| LISTE DES ACTIVITÉS |
**a)** Imprimez sans aucune modification le passage du texte ci-dessous sur l'interrogatoire de Yogida Sawmynaden. Commencez aux mots "AN : Est-ce que Kistnen, après" et arrêtez-vous après les mots "déclaration est fausse.".
**b)** À partir de sa dernière phrase, poursuivez le texte ci-dessous sur l'interrogatoire de Yogida Sawmynaden.

| DOCUMENT SOURCE |
────

Yogida Sawmynaden a également soutenu qu’il ne savait pas que Neetee Selec avait décroché un contrat avec Mammouth pour la désinfection de ses locaux à travers l’île, même s’il a confirmé à Me Neerooa qu’il a bien un terrain à Bambous qu’il loue à cette même compagnie pour opérer un salon d’exposition.

Le colistier du Premier ministre a alors été confronté aux témoignages de Simla Kistnen au sujet des contrats qu’il avait promis à Kaya Kistnen, mais en vain.

Azam Neerooa (AN) : Mme Kistnen a évoqué que vous aviez promis à son mari un contrat de nettoyage ? Est-ce vrai ?

Sawmynaden (YS) : Je ne suis pas au courant.

AN : D’après elle, une dispute a éclaté entre vous et Kistnen à propos de ce contrat de nettoyage ?

YS : Jamais.

AN : Avez-vous déjà eu des problèmes avec Kistnen à votre bureau ?

YS : Jamais eu de problème, que ce soit à mon bureau ou ailleurs.

AN : Est-ce que Kistnen, après une dispute à votre bureau, a déjà adressé ces mots : « Prie mo mor, sinon to pou grene kouma zanbalak ? »

YS : Jamais aucune dispute, vous pouvez aller vérifier avec ceux qui travaillaient avec moi.

AN : D’après Mme Kistnen, vous vous êtes disputés en juillet 2020, et aussi deux semaines avant sa mort concernant ledit contrat…

YS : Ce dont je me souviens, c’est qu’il m’avait dit qu’il avait eu une dispute avec son épouse à cause de quelque chose que Khoumada Sawmynaden aurait dit à son épouse et qu’elle n’aurait pas apprécié, mais qu’elle n’a pas voulu lui révéler.

AN : Et si Simla Kistnen a dit dans son témoignage qu’elle soupçonne que vous êtes derrière la mort de son époux ?

YS : Cette déclaration est fausse.

Yogida Sawmynaden devait par la suite réfuter les déclarations des témoins Parsuramen Arian et Govinden Kistnen, respectivement l’ami et le frère de la victime, du fait que ses relations avec Kistnen s’étaient détériorées. Il devait plutôt ajouter qu’il avait pris ses distances avec Kistnen depuis juillet 2020 quand il avait appris que ce dernier fréquentait Khoumada Sawmynaden, mais qu’ils continuaient à se parler et à se rencontrer.

────

| ENTRÉES FOURNIES |
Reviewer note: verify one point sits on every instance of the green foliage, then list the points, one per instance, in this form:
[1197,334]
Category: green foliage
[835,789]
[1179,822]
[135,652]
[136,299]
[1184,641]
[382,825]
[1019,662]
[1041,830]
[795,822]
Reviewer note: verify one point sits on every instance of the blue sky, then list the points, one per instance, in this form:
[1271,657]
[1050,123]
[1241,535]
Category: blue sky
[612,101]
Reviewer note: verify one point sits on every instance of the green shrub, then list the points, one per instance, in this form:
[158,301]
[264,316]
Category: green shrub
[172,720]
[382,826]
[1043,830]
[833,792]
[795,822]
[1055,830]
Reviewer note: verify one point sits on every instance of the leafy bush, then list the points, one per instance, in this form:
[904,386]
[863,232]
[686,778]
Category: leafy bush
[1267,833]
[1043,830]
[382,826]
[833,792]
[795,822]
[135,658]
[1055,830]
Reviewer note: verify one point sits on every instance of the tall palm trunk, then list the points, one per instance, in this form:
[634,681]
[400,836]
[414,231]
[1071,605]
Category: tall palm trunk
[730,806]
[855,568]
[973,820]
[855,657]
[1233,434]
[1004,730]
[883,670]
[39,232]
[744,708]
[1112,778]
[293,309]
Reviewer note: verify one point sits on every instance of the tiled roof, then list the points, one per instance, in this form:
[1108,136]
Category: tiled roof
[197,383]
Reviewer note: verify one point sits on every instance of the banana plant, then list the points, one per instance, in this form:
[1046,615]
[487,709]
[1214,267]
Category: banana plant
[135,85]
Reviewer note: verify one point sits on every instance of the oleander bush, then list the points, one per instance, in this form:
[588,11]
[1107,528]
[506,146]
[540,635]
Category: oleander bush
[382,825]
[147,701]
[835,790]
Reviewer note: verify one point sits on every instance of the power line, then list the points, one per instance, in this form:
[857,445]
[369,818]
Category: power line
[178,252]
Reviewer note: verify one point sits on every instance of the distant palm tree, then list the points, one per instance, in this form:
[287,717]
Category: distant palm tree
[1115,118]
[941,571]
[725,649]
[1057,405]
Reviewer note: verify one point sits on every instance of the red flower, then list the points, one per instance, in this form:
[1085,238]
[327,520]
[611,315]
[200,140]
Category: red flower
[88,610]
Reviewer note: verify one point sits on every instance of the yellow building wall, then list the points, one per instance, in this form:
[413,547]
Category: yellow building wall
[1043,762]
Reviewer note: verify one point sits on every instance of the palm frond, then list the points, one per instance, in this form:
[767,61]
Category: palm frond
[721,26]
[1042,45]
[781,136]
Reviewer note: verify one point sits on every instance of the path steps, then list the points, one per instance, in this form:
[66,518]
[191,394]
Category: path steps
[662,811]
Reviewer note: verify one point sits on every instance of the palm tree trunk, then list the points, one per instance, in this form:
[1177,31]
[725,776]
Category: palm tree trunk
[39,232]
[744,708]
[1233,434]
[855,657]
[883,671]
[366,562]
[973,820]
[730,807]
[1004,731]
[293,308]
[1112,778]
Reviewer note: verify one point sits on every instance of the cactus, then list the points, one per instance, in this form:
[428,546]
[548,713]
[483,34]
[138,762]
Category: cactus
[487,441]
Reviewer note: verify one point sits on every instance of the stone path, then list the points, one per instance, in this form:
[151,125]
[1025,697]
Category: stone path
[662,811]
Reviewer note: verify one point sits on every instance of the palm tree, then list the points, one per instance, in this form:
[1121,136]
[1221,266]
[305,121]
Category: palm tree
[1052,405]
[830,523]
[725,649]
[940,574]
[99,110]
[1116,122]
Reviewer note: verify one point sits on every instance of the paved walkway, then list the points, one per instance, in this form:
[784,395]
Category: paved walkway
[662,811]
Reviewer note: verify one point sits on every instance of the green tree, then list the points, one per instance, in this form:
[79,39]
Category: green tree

────

| LISTE DES RÉPONSES |
**a)**
AN : Est-ce que Kistnen, après une dispute à votre bureau, a déjà adressé ces mots : « Prie mo mor, sinon to pou grene kouma zanbalak ? »

YS : Jamais aucune dispute, vous pouvez aller vérifier avec ceux qui travaillaient avec moi.

AN : D’après Mme Kistnen, vous vous êtes disputés en juillet 2020, et aussi deux semaines avant sa mort concernant ledit contrat…

YS : Ce dont je me souviens, c’est qu’il m’avait dit qu’il avait eu une dispute avec son épouse à cause de quelque chose que Khoumada Sawmynaden aurait dit à son épouse et qu’elle n’aurait pas apprécié, mais qu’elle n’a pas voulu lui révéler.

AN : Et si Simla Kistnen a dit dans son témoignage qu’elle soupçonne que vous êtes derrière la mort de son époux ?

YS : Cette déclaration est fausse.

**b)**
Au sujet de l’épisode relaté par le neveu de Kistnen, Nishaye Boodhooa, à l’effet que son garde du corps avait eu une altercation avec Kistnen deux mois avant sa mort, en le poussant hors de son bureau, Yogida Sawmynaden a répondu que « c’est complètement faux ». Il devait aussi nier avoir été au centre des négociations pour remettre la somme de Rs 14 M en trois parties à Kistnen, à partir du 16 octobre 2020. Il a également nié avoir interféré pour que Kistnen décroche un contrat avec la compagnie Clear Ocean Hotel and Resort Ltd, dirigée par Rocky Boodhoo, pour placer des barrages. Et d’ajouter que Kistnen ne lui avait jamais parlé de Nishaye Boodhooa et qu’il lui disait tout à propos de ces contrats.

L’ancien ministre du Commerce a aussi préféré jeter le doute sur la crédibilité du témoignage de Nasoorlakhan Jhumon, ami de longue date de Kistnen. Si ce dernier avait soutenu que Yogida Sawmynaden se moquait de Kistnen, il se dit « surpris », car « Kistnen me disait tout le temps que cet homme était la dernière personne à écouter et à qui faire confiance » .

Yogida Sawmynaden a aussi démenti les propos de Nasoorlakhan Jhumon à l’effet que c’était lui qui avait demandé à Kistnen de faire une offre bien au-dessus de ce qui était recommandé pour un contrat offert par la STC, que Neetee Selec avait alors décroché. Si Yogida Sawmynaden a admis connaître Jonathan Ramasamy, ex-general manager de la STC, et que Vinay Appanna était son ami d’enfance, avec qui il a toujours de bonnes relations, il a soutenu qu’il n’avait su que Jonathan Ramasamy était le beau-frère de Vinay Appanna que bien après sa nomination à ces fonctions.

Il a aussi été confronté au témoignage de Pooveden Subbaroyan, partenaire d’affaires de Soopramanien Kistnen.

AN : Pooveden Subbaroyan a dit que c’est vous qui avez introduit Kistnen auprès de Vinay Appanna et Deepak Bonomally, celui avec qui il allait obtenir de l’emploi comme sous-contracteur. Est-ce vrai ?

YS : C’est faux.

AN : Ce témoin est venu dire que Kistnen lui avait confié que vous l’utilisiez et qu’il allait vous dénoncer à l’ICAC. Qu’avez-vous à dire ?

YS : C’est faux.

AN : Ce témoin a dit que Kistnen était proche de vous et que vous le financiez…

YS : Oui, je l’aidais. Toutefois, je tiens à dire que Kistnen ne m’avait jamais informé qu’il avait un ami ou un partenaire en affaires qui s’appelait Pooveden Subbaroyan.